◆ Given text
Tesla already has moved much of their production to China, and it is at one of the company’s Chinese plants that their transition away from Cobalt is taking place. This week Reuters reported that “Tesla is in advanced stages of talks to use batteries from CATL that contain no cobalt - one of the most expensive metals in electric vehicle batteries - in cars made at its China plant.” Instead, the plant would adopt lithium iron phosphate (LFP) batteries which will be “cheaper than its existing batteries by a ‘double-digit percent.’”
Tesla hopes that doing so will help reverse the trend of slumping EV sales in China and abroad. As Norwegian news site CCN reports, “Elon Musk envisioned the Model 3 as a mass market car but it currently competes with luxury vehicles.” The article continues: “Even at the luxury car price, the Model 3 now outsells the more expensive Model S and the Model X by a wide margin, demonstrating the market’s hunger for more affordable EVs. Last year the Model 3 accounted for slightly over 80% of Tesla’s sales.”

◆ Given information
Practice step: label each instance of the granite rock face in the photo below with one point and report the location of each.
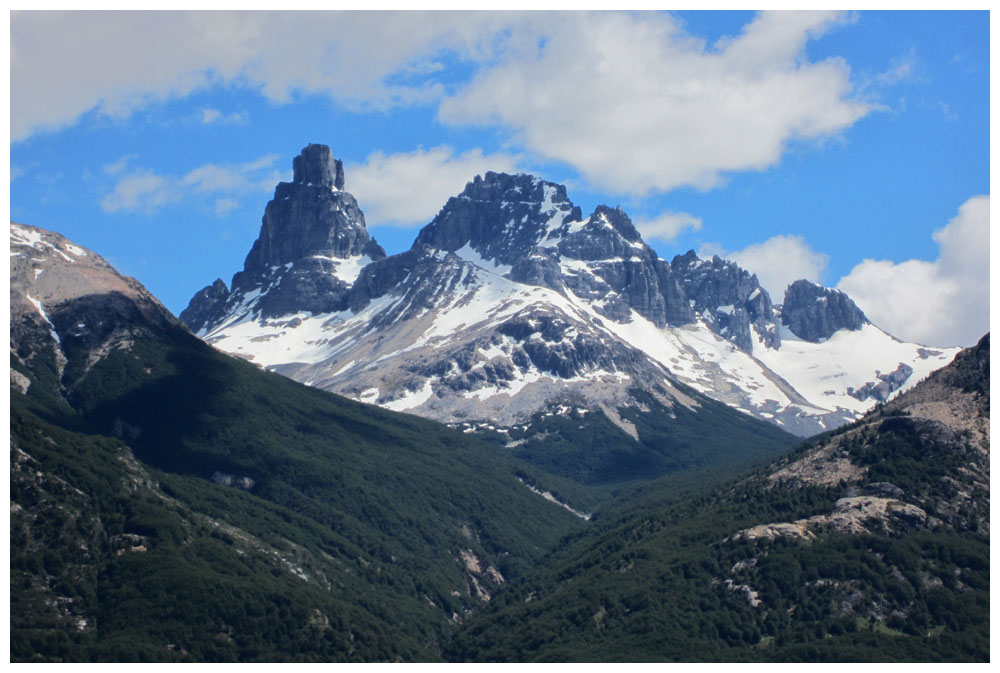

◆ Tasks to perform
1 > Answer each question from the Tesla battery text.
(a) Which supplier's batteries is Tesla in talks to use at its China plant?
(b) What type of battery would the plant adopt?
(c) What share of Tesla's sales did the Model 3 account for last year?
2 > Extend the Tesla battery text with its next paragraph, picking up after its final sentence.
The lines are separate material and do not belong to the Tesla battery text.

◆ Answers
1 >
(a) CATL
(b) Lithium iron phosphate (LFP) batteries
(c) Slightly over 80%

2 >
The elimination of cobalt, however, is only one part of an industry-wide problem concerning rare earth minerals. Lithium could also be a problem for the EV sector going forward. “The Renewable Revolution Has A Lithium Problem,” Oilprice proclaimed a year ago. First of all, this is just another opportunity for China to dominate the market, as their incredibly resource-rich environment puts them in control of many rare earth minerals markets. “If all the conventionally-fueled cars in the world were replaced with electric cars overnight, the global supply of lithium would be completely depleted in just approximately fifty years,” Oilprice reported. “Yes, this is purely hypothetical; about three million electric cars are currently in use globally--just a drop in the automotive ocean. That being said, that number is projected to skyrocket over the next decade, reaching a global fleet of approximately 125 million by 2030.”
While this increasing transition to electric vehicles could spell trouble for lithium reserves in the future, it’s overall a promising development towards decarbonization on the eve of potentially catastrophic climate change. And it’s not bad news for Tesla either.